=== Ejercicios ===
1. Reproduce el pasaje del fragmento sobre la motivación moral que comienza en las palabras "No parece que" y termina después de "un inmenso trecho.".
2. En el fragmento sobre la motivación moral, ¿qué han señalado algunos neuroéticos como el gran problema de nuestra época?
3. Indica si cada afirmación coincide con el fragmento sobre la motivación moral. Responde sí o no y cita las palabras del fragmento que lo deciden.
(a) Las gentes obedecen las leyes legales porque obligan mediante coacción.
(b) En nuestras sociedades, las realizaciones concuerdan con las declaraciones.
(c) En el chiste, el transeúnte rechaza rotundamente dejarse corromper también cuando se trata de una proposición.

=== Fragmento del texto ===
☆ ☆ ☆
El xip de la moralitat.
Decía Ortega que lo que nos pasa es que no sabemos lo que nos pasa, pero la
verdad es que sí lo sabemos, que lleva toda la razón el célebre chiste de un
encuestador que pregunta a un transeúnte si se dejaría corromper, y el
interpelado contesta: si es una encuesta, rotundamente no; si es una
proposición, hablemos. ¿Cómo conseguir adecuar las actuaciones a las
encuestas?
No parece que nuestras sociedades crean de verdad que los seres humanos
tienen dignidad, y no un simple precio, ni que la libertad, la igualdad y el
apoyo mutuo sean superiores a sus contrarios. No parecen creerlo porque no lo
hacen, las realizaciones no concuerdan con las declaraciones, del dicho al hecho
hay un inmenso trecho.
Tan patente es la contradicción entre el decir y el hacer que algunos
neuroéticos, es decir, algunos autores que trabajan sobre las bases cerebrales
de la moralidad, han señalado como el gran problema de nuestra época la
falta de motivación moral. Las gentes obedecen mal que bien las leyes
legales, porque obligan mediante coacción. Y este “mal que bien” no precisa
muchas explicaciones en un periodo como el actual. Pero la debilidad y la fuerza
de la moral vienen de que son las personas mismas las que han de estar
convencidas de que los seres humanos son dignos de una vida buena, de que hay
valores que es necesario encarnar en la vida cotidiana. Ése es el precio que hay
que pagar por la autonomía moral, y ésa es también su grandeza.
☆ ☆ ☆
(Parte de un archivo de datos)
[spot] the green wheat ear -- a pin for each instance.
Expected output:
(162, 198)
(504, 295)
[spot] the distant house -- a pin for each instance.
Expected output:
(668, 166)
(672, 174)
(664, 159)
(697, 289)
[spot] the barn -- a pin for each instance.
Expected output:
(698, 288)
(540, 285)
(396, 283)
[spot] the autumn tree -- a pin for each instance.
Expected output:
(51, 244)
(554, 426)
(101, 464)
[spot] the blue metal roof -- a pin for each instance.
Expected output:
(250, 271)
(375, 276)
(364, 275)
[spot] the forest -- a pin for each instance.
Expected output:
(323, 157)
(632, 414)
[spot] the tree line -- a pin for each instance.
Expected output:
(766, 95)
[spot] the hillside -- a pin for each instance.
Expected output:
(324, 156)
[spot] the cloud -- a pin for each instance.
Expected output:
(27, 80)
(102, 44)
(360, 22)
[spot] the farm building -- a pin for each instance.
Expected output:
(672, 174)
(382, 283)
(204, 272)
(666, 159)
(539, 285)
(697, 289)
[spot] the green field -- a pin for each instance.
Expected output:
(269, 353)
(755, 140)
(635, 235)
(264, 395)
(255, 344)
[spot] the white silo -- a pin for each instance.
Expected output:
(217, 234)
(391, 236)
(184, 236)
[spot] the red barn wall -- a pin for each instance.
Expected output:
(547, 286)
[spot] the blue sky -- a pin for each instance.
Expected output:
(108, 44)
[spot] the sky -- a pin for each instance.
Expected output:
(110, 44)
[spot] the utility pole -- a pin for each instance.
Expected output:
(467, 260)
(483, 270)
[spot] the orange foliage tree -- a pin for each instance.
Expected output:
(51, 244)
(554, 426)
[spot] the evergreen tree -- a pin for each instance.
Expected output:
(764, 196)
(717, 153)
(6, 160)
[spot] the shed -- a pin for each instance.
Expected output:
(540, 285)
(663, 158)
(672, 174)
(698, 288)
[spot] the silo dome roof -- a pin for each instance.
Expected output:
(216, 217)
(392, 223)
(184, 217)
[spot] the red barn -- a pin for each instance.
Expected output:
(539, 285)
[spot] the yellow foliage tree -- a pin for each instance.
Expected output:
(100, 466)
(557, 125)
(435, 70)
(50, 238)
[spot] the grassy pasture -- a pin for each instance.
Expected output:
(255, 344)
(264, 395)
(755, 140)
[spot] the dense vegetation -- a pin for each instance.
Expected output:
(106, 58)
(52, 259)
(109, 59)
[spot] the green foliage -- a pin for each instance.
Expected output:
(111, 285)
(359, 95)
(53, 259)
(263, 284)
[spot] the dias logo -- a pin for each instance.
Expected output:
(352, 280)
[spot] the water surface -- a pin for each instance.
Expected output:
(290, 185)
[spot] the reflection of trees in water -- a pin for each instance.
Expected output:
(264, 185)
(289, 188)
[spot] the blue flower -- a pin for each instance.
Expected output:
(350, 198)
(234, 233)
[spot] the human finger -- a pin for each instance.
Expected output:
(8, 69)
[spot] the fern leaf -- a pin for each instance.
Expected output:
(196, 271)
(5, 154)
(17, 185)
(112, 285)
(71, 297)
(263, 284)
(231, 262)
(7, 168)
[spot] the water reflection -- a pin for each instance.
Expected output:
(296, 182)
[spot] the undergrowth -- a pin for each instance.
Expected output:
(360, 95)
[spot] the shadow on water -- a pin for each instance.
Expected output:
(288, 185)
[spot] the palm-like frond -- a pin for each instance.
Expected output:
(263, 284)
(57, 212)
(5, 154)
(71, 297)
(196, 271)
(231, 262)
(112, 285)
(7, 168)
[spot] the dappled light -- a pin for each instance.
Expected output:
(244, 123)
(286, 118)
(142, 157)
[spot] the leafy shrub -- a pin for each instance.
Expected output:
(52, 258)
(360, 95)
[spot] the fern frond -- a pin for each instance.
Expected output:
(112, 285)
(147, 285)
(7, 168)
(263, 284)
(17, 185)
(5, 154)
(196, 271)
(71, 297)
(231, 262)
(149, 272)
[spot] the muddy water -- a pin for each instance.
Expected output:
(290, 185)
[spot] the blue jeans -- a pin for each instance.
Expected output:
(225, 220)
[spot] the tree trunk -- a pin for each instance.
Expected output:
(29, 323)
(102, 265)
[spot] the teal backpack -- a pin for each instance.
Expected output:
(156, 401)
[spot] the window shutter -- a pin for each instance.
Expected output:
☆ ☆ ☆
=== Respuestas ===
1.
No parece que nuestras sociedades crean de verdad que los seres humanos
tienen dignidad, y no un simple precio, ni que la libertad, la igualdad y el
apoyo mutuo sean superiores a sus contrarios. No parecen creerlo porque no lo
hacen, las realizaciones no concuerdan con las declaraciones, del dicho al hecho
hay un inmenso trecho.

2. La falta de motivación moral.

3.
(a) Sí: "Las gentes obedecen mal que bien las leyes legales, porque obligan mediante coacción."
(b) No: "las realizaciones no concuerdan con las declaraciones"
(c) No: "si es una proposición, hablemos"